Pick out each line in the rows below that contains the string "rock" and copy those lines.
────────
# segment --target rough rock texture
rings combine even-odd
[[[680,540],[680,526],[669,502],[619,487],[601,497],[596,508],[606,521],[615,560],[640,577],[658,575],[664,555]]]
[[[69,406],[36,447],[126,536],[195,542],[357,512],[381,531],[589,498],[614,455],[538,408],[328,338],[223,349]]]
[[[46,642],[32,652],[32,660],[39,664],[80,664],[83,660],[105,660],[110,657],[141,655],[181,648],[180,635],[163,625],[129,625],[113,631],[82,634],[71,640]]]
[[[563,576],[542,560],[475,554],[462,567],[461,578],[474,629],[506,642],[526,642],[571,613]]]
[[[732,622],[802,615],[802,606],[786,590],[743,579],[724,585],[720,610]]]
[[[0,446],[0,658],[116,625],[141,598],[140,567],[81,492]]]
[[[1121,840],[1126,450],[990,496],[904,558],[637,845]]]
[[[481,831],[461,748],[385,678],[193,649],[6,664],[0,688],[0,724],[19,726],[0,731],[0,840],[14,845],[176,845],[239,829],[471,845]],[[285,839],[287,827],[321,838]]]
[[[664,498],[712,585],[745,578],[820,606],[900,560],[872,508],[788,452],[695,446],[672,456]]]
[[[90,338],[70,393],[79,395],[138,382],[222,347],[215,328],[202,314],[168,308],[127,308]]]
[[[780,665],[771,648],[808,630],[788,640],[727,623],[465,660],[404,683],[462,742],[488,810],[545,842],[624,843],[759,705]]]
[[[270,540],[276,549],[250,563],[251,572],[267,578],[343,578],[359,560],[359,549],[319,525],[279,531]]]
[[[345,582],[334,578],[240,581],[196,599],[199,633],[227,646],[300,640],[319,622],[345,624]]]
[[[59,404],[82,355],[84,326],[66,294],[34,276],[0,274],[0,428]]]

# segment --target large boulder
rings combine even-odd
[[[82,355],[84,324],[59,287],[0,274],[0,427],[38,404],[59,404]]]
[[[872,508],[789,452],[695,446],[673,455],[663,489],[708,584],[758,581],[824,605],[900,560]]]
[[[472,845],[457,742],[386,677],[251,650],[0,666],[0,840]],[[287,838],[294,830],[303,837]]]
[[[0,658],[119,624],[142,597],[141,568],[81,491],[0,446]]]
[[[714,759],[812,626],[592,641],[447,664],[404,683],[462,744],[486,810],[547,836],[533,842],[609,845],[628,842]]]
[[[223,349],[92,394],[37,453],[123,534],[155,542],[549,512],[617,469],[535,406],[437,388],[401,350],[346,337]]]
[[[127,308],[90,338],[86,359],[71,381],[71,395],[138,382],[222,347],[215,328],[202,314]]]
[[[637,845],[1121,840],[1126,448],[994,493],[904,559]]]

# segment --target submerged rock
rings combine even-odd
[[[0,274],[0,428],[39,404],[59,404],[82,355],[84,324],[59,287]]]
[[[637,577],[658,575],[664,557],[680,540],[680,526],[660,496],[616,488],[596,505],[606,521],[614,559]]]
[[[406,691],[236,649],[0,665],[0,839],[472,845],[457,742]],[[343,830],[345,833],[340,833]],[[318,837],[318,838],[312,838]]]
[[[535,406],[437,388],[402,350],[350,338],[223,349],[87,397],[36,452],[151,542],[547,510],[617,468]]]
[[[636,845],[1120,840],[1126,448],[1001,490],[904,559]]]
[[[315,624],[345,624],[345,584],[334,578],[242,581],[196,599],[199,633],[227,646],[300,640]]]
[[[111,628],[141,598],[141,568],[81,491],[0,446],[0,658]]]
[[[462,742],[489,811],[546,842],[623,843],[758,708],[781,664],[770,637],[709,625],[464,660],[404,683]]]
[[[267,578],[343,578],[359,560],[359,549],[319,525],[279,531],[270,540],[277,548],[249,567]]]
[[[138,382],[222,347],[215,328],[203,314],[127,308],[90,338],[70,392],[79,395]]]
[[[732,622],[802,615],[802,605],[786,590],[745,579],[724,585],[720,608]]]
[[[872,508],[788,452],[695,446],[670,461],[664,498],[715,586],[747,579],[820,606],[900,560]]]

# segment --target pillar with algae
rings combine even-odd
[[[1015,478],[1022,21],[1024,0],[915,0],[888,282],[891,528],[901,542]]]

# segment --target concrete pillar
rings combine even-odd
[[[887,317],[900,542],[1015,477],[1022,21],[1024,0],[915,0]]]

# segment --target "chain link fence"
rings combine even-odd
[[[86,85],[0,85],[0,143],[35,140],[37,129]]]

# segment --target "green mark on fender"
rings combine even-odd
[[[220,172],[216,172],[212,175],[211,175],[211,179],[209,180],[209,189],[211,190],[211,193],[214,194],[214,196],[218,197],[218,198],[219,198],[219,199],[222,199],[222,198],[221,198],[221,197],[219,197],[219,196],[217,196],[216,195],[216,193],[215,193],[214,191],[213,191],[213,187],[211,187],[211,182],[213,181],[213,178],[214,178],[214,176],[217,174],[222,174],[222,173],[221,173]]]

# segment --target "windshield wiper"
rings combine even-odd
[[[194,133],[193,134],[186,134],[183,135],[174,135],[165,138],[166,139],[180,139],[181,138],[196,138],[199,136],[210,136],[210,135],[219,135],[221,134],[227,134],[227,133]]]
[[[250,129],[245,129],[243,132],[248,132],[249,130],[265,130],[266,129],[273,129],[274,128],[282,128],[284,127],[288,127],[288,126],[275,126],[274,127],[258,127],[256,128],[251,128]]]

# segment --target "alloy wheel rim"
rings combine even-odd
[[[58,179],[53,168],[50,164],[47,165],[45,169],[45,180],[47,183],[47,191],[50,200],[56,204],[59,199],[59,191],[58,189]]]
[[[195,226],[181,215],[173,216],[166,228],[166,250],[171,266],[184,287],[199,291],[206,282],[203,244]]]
────────
- [Task answer]:
# segment --target rough rock texture
# segment --target submerged rock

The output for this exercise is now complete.